**Exercise**:
Update the passage of the compound interest article starting at "Albert Einstein, one" and ending at "of compound interest.", replacing "compound interest" with "compound returns".

**Source text**:
* * *
Einstein and Buffett can't be wrong: utilising a 'financial miracle'

Compound interest can either make or break your finances, depending which side of the financial equation you're on.

AI-generated image of Albert Einstein with a calculator and houses in the background
Albert Einstein recognised the wonder of compound interest and saw it as a source of wealth or impoverishment. (Image source: AI-generated)

Most Australians don’t understand compound growth/interest and it’s one of the biggest failings of our education system.

Albert Einstein, one of the world’s most famous physicists and mathematicians, once described compound interest as the Eighth Wonder of the World, saying “he who understands it, earns it … he who doesn’t, pays it.”

Warren Buffett, universally regarded as the most successful modern-day investor, concurs.

“My wealth has come from a combination of living in America, some lucky genes and compound interest,” he explained along his journey of amassing a net worth in excess of $135 billion.

Most Australians find themselves on the wrong side of compound interest.

The best way I know to describe the difference between simple growth and compound growth is by example.

Let’s say I take 30 steps. If I took simple interest steps, my 30 steps of a metre a step I’d have walked a distance of 30 metres.

If I took compound interest steps, my 30 steps would get bigger each time. The first step is 1m, the second step 2m, the third step 4m, and so on.

So, how far do I travel with my 30 compounding steps? I travel 13 times around the world. Yes, that’s correct, I travel a whopping 536,870,912m.

Exponential wealth growth

It seems unrealistic, impossible even, but there are examples of compound growth everywhere around us.

Apple, one of the world’s biggest and most valuable companies, sold its first iPhone in 2007. In 2009 it sold 5.41 million iPhones. In 2023, it sold 235 million iPhones. That’s compound growth in action, right there.

Buffett’s company, Berkshire Hathaway went from having $185 million worth of assets in 1980 to have $962 billion in assets in 2024. In 1980, you could buy a single share in his company for $290. The same share is worth $667,500 today.
* * *
**Dataset**:
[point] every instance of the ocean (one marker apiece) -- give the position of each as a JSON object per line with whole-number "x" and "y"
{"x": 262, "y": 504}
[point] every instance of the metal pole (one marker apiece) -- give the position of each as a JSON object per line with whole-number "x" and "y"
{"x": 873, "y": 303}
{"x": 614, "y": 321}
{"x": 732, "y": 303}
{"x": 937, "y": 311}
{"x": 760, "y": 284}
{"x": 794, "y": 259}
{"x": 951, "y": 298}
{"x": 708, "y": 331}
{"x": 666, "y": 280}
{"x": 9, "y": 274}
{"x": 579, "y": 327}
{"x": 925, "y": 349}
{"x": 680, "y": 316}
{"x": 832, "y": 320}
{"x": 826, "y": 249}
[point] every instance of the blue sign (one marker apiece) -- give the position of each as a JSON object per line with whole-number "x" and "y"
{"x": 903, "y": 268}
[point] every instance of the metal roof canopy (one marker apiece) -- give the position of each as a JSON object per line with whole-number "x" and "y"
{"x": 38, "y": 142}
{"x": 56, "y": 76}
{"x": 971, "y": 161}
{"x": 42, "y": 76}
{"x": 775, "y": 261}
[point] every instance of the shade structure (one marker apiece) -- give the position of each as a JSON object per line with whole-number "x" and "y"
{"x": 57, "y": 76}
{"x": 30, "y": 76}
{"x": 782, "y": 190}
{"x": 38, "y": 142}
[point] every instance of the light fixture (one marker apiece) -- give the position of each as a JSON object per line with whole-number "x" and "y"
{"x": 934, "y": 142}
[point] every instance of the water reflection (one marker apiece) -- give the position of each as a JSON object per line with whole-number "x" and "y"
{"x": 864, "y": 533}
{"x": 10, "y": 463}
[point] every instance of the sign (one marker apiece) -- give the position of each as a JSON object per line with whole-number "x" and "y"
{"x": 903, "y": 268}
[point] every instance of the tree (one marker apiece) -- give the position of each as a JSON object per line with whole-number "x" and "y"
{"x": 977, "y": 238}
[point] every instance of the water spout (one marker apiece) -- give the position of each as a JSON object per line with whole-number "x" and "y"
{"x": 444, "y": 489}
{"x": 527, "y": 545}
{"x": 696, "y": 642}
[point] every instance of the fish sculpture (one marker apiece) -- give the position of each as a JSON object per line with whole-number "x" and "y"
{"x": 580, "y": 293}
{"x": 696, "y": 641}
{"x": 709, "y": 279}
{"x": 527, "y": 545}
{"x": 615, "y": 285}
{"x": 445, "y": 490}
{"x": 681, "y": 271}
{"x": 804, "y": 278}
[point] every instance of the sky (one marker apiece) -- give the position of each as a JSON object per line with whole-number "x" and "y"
* * *
**Task solution**:
Albert Einstein, one of the world’s most famous physicists and mathematicians, once described compound returns as the Eighth Wonder of the World, saying “he who understands it, earns it … he who doesn’t, pays it.”

Warren Buffett, universally regarded as the most successful modern-day investor, concurs.

“My wealth has come from a combination of living in America, some lucky genes and compound returns,” he explained along his journey of amassing a net worth in excess of $135 billion.

Most Australians find themselves on the wrong side of compound returns.